---------- GIVEN ENTRIES

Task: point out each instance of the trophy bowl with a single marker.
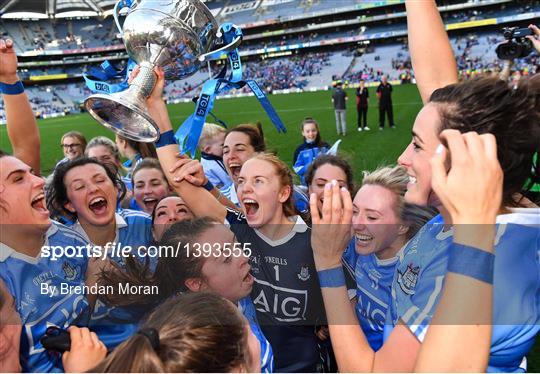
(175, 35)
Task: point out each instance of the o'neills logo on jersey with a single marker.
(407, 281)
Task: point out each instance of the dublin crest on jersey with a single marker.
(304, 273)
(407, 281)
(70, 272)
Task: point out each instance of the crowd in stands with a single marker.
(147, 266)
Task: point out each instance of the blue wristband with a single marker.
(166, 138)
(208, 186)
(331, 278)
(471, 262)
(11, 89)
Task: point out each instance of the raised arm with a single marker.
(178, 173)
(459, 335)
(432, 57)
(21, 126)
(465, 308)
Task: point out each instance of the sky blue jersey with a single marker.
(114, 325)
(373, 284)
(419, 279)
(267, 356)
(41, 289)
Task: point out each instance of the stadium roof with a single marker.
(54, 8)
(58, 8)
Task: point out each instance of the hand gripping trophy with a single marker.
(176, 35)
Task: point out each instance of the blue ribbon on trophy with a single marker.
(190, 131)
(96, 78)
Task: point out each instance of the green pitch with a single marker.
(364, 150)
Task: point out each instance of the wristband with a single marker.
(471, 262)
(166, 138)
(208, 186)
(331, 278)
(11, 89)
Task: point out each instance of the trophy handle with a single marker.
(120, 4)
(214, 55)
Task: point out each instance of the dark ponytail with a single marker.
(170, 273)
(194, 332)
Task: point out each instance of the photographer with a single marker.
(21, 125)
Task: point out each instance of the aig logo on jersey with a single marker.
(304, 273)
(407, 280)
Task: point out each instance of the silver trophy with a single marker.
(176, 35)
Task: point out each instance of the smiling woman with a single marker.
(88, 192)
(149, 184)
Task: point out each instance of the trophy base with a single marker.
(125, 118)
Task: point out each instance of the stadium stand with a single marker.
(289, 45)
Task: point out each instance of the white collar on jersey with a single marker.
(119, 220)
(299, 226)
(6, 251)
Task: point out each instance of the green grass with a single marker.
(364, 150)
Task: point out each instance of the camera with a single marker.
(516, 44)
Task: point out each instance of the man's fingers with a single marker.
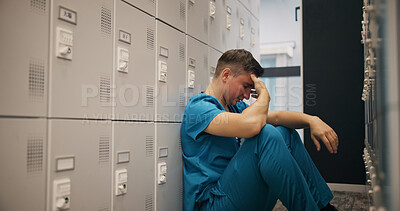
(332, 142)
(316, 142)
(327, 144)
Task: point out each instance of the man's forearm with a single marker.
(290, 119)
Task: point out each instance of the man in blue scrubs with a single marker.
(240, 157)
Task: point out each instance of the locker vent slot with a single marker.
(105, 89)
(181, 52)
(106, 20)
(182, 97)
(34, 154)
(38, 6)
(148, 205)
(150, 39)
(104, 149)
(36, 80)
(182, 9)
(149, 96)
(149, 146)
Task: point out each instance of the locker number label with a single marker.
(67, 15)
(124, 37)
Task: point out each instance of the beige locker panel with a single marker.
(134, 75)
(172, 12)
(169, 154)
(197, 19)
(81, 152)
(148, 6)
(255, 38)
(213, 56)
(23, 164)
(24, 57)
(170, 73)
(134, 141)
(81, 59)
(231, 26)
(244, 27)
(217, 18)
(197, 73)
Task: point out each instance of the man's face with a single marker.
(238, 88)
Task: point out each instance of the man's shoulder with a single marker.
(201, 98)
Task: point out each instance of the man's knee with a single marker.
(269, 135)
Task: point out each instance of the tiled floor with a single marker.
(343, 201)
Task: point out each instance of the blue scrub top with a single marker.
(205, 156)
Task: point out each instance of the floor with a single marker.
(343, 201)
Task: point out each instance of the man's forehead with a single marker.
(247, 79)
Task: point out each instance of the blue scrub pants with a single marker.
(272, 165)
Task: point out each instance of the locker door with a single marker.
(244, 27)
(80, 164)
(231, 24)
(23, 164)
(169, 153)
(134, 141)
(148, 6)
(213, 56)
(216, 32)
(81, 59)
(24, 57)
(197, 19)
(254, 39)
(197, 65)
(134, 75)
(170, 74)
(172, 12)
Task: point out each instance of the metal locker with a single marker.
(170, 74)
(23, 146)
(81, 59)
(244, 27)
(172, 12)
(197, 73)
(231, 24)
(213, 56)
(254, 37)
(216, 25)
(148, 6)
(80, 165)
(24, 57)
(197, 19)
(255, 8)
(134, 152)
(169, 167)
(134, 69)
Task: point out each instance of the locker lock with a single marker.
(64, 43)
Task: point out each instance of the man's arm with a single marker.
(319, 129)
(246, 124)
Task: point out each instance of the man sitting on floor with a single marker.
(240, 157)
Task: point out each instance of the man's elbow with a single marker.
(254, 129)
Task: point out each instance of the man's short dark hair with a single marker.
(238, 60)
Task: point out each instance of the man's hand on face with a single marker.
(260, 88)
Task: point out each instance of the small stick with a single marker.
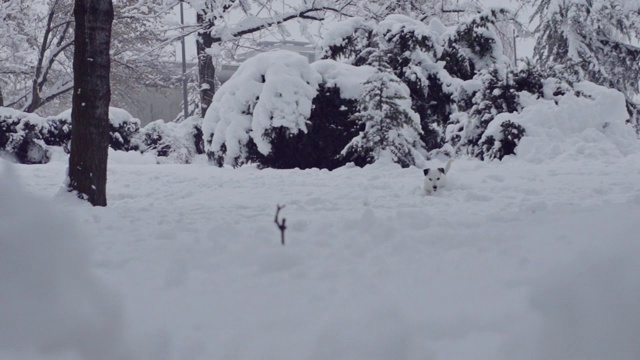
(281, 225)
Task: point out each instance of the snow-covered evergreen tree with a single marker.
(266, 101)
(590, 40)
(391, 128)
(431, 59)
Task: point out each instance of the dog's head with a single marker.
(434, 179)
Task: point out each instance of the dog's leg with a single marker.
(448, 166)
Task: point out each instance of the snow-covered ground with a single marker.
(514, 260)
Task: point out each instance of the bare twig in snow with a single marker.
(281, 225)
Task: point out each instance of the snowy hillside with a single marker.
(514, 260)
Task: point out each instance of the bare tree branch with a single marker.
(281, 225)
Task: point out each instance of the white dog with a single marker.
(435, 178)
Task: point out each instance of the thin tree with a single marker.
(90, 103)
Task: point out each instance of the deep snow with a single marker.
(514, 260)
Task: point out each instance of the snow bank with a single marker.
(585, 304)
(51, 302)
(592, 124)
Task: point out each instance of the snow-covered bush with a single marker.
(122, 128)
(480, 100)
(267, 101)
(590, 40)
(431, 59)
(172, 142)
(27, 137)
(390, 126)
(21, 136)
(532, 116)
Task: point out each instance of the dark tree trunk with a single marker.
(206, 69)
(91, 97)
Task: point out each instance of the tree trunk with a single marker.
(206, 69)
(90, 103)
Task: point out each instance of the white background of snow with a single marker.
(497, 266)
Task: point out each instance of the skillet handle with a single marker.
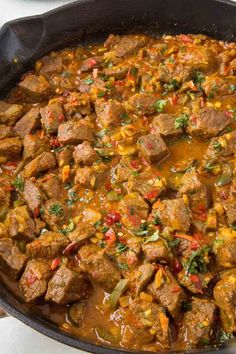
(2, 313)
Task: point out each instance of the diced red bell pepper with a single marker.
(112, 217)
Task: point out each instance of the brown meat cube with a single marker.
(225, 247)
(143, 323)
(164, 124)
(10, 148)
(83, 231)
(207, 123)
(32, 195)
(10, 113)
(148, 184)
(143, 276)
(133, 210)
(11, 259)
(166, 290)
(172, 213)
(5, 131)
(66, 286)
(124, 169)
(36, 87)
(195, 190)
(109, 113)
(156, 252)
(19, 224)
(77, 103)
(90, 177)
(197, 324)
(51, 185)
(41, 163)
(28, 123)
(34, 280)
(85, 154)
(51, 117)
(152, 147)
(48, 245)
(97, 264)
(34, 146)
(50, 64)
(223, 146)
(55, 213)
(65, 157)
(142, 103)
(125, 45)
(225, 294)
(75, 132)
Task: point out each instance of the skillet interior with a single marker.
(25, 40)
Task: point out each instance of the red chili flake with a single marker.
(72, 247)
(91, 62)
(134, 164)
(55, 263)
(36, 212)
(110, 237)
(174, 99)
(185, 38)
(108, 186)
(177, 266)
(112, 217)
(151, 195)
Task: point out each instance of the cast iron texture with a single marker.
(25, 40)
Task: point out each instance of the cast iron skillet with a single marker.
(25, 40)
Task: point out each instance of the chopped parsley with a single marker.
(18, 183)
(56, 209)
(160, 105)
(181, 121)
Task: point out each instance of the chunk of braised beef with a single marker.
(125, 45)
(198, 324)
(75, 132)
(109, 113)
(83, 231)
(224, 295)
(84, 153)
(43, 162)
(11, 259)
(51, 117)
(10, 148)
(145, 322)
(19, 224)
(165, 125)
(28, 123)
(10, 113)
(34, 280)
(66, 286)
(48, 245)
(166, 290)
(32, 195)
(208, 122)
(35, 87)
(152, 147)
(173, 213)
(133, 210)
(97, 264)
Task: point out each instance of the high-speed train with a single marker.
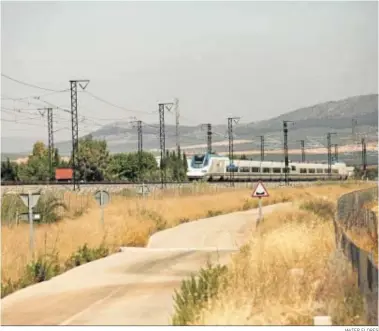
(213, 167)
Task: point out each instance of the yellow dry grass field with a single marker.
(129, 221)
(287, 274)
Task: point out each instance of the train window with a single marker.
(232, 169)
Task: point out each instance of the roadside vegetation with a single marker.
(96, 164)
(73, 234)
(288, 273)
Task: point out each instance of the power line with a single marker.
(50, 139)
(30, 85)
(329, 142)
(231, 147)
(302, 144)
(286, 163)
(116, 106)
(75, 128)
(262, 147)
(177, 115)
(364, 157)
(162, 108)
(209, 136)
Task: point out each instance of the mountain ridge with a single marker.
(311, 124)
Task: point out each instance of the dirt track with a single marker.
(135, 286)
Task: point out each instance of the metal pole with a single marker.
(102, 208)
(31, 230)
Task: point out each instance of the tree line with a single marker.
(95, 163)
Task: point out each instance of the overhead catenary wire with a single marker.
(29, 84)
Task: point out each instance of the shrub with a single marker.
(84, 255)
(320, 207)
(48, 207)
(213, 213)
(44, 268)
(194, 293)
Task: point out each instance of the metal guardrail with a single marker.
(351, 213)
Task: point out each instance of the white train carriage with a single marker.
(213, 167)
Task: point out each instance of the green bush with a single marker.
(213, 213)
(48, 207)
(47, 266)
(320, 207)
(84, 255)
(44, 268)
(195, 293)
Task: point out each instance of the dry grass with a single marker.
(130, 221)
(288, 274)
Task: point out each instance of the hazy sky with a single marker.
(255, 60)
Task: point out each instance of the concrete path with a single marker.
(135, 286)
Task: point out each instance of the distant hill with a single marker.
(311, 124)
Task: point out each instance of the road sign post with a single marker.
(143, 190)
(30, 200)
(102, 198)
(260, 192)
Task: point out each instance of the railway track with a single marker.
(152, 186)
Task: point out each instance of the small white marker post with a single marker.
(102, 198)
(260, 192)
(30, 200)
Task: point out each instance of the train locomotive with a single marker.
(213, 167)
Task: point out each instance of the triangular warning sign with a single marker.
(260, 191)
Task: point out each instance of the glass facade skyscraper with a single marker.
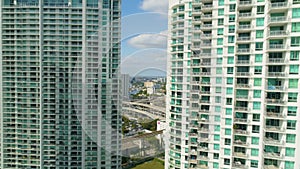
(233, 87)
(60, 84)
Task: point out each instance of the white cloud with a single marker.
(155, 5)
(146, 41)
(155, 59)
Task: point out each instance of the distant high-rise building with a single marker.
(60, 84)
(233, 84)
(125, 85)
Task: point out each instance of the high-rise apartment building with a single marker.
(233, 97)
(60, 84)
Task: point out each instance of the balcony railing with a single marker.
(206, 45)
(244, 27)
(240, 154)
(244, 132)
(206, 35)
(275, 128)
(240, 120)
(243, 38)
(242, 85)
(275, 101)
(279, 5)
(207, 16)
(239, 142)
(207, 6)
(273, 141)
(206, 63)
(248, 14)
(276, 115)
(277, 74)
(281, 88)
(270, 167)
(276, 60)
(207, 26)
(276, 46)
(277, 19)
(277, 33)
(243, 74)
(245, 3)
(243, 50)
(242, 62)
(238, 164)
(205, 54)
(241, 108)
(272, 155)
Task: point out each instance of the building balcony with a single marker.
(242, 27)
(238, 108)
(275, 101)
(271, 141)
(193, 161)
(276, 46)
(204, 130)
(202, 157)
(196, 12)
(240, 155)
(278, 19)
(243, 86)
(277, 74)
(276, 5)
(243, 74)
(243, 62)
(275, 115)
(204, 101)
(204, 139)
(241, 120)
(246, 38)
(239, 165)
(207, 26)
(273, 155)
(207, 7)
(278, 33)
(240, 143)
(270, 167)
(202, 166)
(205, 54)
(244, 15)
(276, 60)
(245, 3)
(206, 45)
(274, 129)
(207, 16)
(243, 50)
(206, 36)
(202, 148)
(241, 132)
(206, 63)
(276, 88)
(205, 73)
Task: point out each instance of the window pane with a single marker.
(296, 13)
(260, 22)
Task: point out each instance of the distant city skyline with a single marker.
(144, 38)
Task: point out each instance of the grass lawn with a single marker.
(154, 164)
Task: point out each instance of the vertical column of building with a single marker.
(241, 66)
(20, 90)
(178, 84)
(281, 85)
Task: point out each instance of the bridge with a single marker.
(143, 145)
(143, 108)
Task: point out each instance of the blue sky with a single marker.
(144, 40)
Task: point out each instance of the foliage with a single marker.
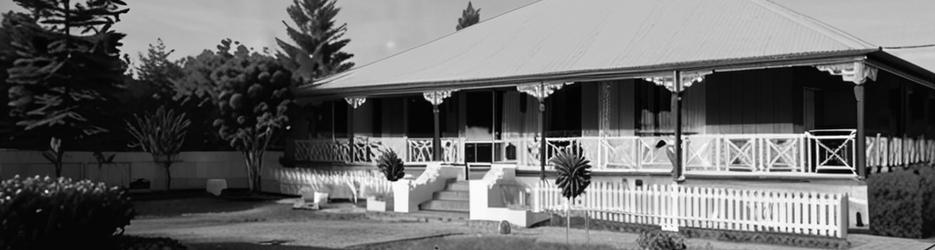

--------------------

:: STATED TASK ::
Your task is to repeat exactly the lines from the one containing "Task: point out each instance of the distant city" through the end of the material, both included, and only those, without pictures.

:: IN RESPONSE ::
Task: point out each instance of the distant city skyline with a single marker.
(144, 38)
Task: point out each instance of the grass lawn with a single marker.
(154, 164)
Task: point out each instance of the vertical column of building with a single marker.
(241, 66)
(20, 90)
(178, 84)
(281, 85)
Task: point out each instance of the bridge with a single marker.
(143, 145)
(143, 108)
Task: point out each instance of the blue sky with a single marker.
(144, 40)
Task: point out each instance of the foliage with a single marker.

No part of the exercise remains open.